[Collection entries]
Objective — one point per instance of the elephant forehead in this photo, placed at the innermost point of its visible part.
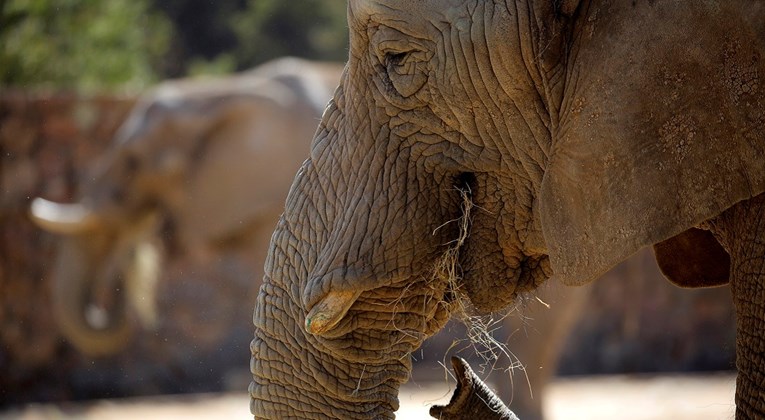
(408, 10)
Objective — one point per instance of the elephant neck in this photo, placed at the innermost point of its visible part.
(741, 230)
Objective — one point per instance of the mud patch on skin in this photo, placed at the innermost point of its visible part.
(740, 75)
(677, 136)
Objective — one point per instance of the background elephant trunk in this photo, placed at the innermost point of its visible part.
(96, 330)
(102, 276)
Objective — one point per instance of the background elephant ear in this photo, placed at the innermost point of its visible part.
(245, 165)
(645, 152)
(693, 259)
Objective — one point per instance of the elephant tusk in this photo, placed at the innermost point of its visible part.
(60, 218)
(329, 311)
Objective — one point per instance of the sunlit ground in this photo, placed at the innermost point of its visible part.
(676, 397)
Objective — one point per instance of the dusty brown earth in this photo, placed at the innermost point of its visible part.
(677, 397)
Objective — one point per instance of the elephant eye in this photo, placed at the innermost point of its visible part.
(395, 59)
(405, 71)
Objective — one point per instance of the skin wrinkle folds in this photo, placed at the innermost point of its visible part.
(440, 191)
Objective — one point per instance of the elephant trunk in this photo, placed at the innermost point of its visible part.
(740, 231)
(93, 329)
(299, 372)
(102, 273)
(341, 309)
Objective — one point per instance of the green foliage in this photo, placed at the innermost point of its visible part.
(128, 44)
(268, 29)
(80, 44)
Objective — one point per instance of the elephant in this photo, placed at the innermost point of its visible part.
(475, 149)
(205, 162)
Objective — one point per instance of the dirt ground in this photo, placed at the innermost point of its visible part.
(677, 397)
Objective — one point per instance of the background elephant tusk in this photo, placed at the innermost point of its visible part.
(60, 218)
(329, 311)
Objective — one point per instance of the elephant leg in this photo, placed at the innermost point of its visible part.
(741, 230)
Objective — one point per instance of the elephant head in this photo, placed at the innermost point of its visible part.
(476, 148)
(211, 159)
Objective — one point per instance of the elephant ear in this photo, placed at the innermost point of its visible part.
(693, 258)
(660, 130)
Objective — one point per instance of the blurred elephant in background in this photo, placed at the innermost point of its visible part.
(207, 162)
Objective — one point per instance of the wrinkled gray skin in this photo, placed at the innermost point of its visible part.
(212, 159)
(580, 132)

▸ **WHAT YOU SHOULD DO**
Your answer must hold the line containing "Objective — one point per instance of the skin" and all lines after it in the entries above, exactly, and nothing else.

▸ **OUTPUT FOR THIS EXERCISE**
Objective — one point per instance of the skin wrinkle folds in this photo, placed at the innermost point of its visible part.
(440, 191)
Objective — one point per instance of the elephant trunk in this photo, placed at the innermost point of its visible part.
(740, 231)
(93, 329)
(299, 372)
(102, 273)
(341, 309)
Objective — one point per instance of the green foliage in this photo, placed at the innermost point of its visible part.
(128, 44)
(268, 29)
(80, 44)
Objective — one point per instance of the elephant in this photo, placed at the innermost point of its visible part.
(475, 149)
(205, 162)
Objective — one point per instance of the dirt ground in this photo, placed at the innermost point of its visible part.
(677, 397)
Objective — one point per instance of the background elephant tusk in this photo, placed at the innermost point of its visible part.
(60, 218)
(329, 311)
Objective — one point per instance of the elephant leg in this photo, placed at the innermost point of its visible part.
(741, 230)
Objective — one point per instance of the elephant head in this photo, placed at the innermost point of its visible part.
(476, 148)
(211, 159)
Objective — one point per instance of the elephant ear in this photo, placed at the innermost point of its visible part.
(693, 258)
(660, 130)
Objective — one point per instance of the blurred elephant in background in this photo, placed at the innermost point of its visible part.
(207, 162)
Objective — one point per instance of the wrinkled gray skin in this photo, placed at the innermost point of its visible part.
(212, 159)
(580, 132)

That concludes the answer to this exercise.